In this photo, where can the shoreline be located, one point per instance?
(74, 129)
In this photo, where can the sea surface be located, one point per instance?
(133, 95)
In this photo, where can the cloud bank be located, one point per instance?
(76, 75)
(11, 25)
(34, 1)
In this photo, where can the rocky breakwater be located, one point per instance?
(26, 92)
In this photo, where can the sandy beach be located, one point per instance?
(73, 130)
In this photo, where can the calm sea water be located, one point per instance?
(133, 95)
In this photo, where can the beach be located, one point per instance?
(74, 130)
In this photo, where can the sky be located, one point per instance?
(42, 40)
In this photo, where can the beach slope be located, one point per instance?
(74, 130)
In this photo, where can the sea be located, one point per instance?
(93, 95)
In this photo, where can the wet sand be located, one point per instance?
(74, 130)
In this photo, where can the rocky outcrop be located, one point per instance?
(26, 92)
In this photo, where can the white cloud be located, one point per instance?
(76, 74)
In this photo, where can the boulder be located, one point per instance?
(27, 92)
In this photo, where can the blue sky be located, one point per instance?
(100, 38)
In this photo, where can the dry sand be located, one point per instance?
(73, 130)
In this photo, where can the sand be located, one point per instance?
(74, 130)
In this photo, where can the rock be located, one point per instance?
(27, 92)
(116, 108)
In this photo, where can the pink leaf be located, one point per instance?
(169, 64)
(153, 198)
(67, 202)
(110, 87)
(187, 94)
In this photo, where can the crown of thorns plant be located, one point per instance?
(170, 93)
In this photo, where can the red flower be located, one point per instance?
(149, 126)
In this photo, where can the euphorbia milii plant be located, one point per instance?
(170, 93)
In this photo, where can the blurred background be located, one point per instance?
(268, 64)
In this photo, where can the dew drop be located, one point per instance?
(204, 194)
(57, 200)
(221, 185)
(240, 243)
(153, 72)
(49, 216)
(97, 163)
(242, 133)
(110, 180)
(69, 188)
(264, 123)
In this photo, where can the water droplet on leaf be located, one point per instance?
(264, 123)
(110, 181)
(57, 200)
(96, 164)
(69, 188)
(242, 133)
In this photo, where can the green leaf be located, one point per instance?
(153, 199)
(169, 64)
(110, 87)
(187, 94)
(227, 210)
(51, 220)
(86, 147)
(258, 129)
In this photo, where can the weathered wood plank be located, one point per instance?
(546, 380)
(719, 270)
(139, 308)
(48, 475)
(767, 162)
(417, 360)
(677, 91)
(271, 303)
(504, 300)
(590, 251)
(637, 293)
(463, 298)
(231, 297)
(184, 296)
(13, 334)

----------------

- [The task]
What is needed here is an exact copy of all the entries.

- [Result for this task]
In this photo, where can the shoreline be located, one point per instance?
(74, 129)
In this photo, where can the sea surface be located, one point per instance?
(133, 95)
In this photo, where can the cloud bank be located, one point per instance?
(76, 75)
(11, 25)
(34, 1)
In this photo, where can the rocky breakwater be located, one point per instance?
(26, 92)
In this photo, where can the sandy beach be located, one point per instance?
(73, 130)
In this photo, where can the calm sea water be located, one point per instance?
(133, 95)
In this photo, where can the beach be located, one point per instance?
(74, 130)
In this photo, where can the sky be located, one point per instance?
(42, 40)
In this photo, where can the beach slope be located, one point per instance?
(74, 130)
In this photo, where can the sea be located, one point per instance?
(93, 95)
In this photo, where can the wet sand be located, one point per instance?
(74, 130)
In this photo, where can the rocky outcrop be located, one point per instance?
(26, 92)
In this photo, where can the white cloud be located, one point per instance?
(76, 74)
In this photo, where can the boulder be located, one point per instance?
(27, 92)
In this photo, where can the blue sky be located, one point per instance?
(100, 38)
In this photo, where can the dry sand be located, one point per instance?
(73, 130)
In this photo, where can the sand be located, one point per instance?
(74, 130)
In this photo, where can the rock be located, one point per instance?
(27, 92)
(116, 108)
In this photo, where can the pink leaf be located, one point per instance?
(169, 64)
(153, 198)
(67, 202)
(110, 87)
(187, 94)
In this photo, where can the crown of thorns plant be located, one point per instance?
(170, 93)
In this photo, where can the red flower be located, one point per instance?
(149, 126)
In this photo, where can the euphorbia milii plant be located, one point per instance?
(170, 93)
In this photo, where can the blurred background be located, one point per instance?
(268, 64)
In this photo, where can the dew drop be located, one point per instance?
(204, 194)
(57, 200)
(221, 185)
(240, 243)
(153, 72)
(49, 216)
(97, 163)
(242, 133)
(110, 180)
(69, 188)
(264, 123)
In this photo, where can the water droplet on leaf be located, one point per instance?
(264, 123)
(110, 181)
(57, 200)
(96, 164)
(69, 188)
(242, 133)
In this photo, where can the green leaf be located, one point per instance?
(153, 199)
(169, 64)
(110, 87)
(187, 94)
(227, 210)
(51, 220)
(86, 147)
(258, 129)
In this photo, where can the weathered wood plank be located, one point per instance?
(546, 380)
(719, 270)
(139, 308)
(48, 475)
(767, 162)
(417, 360)
(677, 91)
(271, 303)
(504, 300)
(590, 251)
(637, 293)
(463, 298)
(231, 297)
(184, 296)
(13, 334)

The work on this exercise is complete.